» **Texte à lire**
- - -

Les sociétés civiles immobilières (SCI) jouissent d'un large succès en France, tant auprès des entreprises que des particuliers : fréquemment créées en vue de l'acquisition et de la conservation de biens immobiliers professionnels, les SCI sont également bien adaptées à la gestion d'un patrimoine immobilier personnel, notamment en vue de faciliter sa transmission.
En effet, placer ses biens immobiliers dans une SCI permet de conserver l'unité du patrimoine successoral, notamment lorsqu'il est composé d'immeubles difficilement partageables en nature. Au sein d'un groupe de sociétés, les SCI peuvent spécifiquement gérer les immeubles, afin de dissocier la gestion immobilière de l'activité des sociétés d'exploitation.
Les SCI constituent donc le véhicule juridique classiquement utilisé pour détenir les murs d'un hôtel ou d'un restaurant, l'exploitation étant souvent confiée à une société commerciale.
• Qu'est-ce qu'une SCI ?
Les SCI sont des sociétés, comprenant au minimum deux associés, exerçant une activité de nature civile. Elles ont spécifiquement vocation à détenir des biens immobiliers qu'elles acquièrent ou qui leur sont apportés par leurs associés. Leur objet social consiste ainsi en la gestion, la répartition et la transmission d'immeubles.
• Responsabilité des associés
Sociétés de personnes, leurs associés sont indéfiniment responsables des dettes sociales, engageant alors leur patrimoine personnel. Afin qu'un acte passé pour le compte de la société l'engage, il faut que celui-ci entre directement dans son objet social.
• Prudence sur les garanties consenties par une SCI
Les SCI sont fréquemment amenées à consentir des hypothèques sur les immeubles dont elles sont propriétaires pour garantir, soit les engagements qu'elles souscrivent dans l'exercice de leur activité propre, soit des engagements pris par des tiers. Les associés ou gérants d'une SCI sont souvent tentés de faire cautionner leurs propres engagements, par exemple, en garantie d'un prêt qu'ils solliciteraient auprès d'une banque pour financer une activité personnelle.

- - -

» **Données d'entrée**
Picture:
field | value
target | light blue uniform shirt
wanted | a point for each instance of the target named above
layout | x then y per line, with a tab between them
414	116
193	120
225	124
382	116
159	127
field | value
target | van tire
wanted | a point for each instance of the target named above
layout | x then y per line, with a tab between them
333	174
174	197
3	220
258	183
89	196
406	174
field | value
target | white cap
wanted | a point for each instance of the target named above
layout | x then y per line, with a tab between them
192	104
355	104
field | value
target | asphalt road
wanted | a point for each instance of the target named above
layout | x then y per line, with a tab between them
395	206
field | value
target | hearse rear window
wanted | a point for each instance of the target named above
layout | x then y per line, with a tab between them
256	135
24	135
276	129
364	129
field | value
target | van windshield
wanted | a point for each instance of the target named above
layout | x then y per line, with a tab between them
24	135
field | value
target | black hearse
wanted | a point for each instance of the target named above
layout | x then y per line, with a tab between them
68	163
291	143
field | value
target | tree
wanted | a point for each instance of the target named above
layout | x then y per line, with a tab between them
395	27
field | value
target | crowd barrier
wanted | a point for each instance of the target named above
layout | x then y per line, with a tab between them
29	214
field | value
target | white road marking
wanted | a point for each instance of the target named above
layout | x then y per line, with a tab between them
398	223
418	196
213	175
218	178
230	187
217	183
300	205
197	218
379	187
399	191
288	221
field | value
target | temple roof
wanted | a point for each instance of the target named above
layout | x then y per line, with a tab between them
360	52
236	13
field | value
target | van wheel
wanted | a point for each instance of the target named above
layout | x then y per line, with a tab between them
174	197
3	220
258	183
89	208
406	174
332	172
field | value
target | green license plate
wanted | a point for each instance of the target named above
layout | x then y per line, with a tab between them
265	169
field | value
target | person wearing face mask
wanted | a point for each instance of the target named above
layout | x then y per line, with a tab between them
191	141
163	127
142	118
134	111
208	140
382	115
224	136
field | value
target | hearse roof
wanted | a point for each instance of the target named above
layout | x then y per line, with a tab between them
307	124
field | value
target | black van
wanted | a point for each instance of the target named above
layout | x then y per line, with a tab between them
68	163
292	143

- - -

» **Objectifs**
• a. Quelles lignes des rangées contiennent la chaîne "hearse" ? Extrayez-les toutes, sans rien y changer.
• b. Reprenez le texte sur les sociétés civiles immobilières à la suite de sa dernière phrase.

» **Réponses**
• a.
target | hearse rear window
target | black hearse
target | hearse roof

• b.
Les SCI sont, en effet, un outil efficace d'accès au crédit : une hypothèque prise sur l'immeuble apparaît, notamment pour les banques prêteuses, comme une garantie plus efficace qu'un cautionnement personnel ou un nantissement de parts sociales.
Or, depuis plusieurs années, la Cour de cassation contrôle plus strictement la validité des garanties (telles que les hypothèques, cautionnements, garanties à première demande) consenties par les SCI sur des engagements pris par des tiers.
• Conformité des garanties consenties à l'objet social de la SCI
L'octroi de garanties au profit de tiers, y compris au profit des sociétés d'un même groupe ou de ses associés, est rarement inclus dans l'objet social. Or, les SCI ne sont engagées vis-à-vis des tiers que si les actes passés par le gérant entrent dans l'objet social prévu par les statuts.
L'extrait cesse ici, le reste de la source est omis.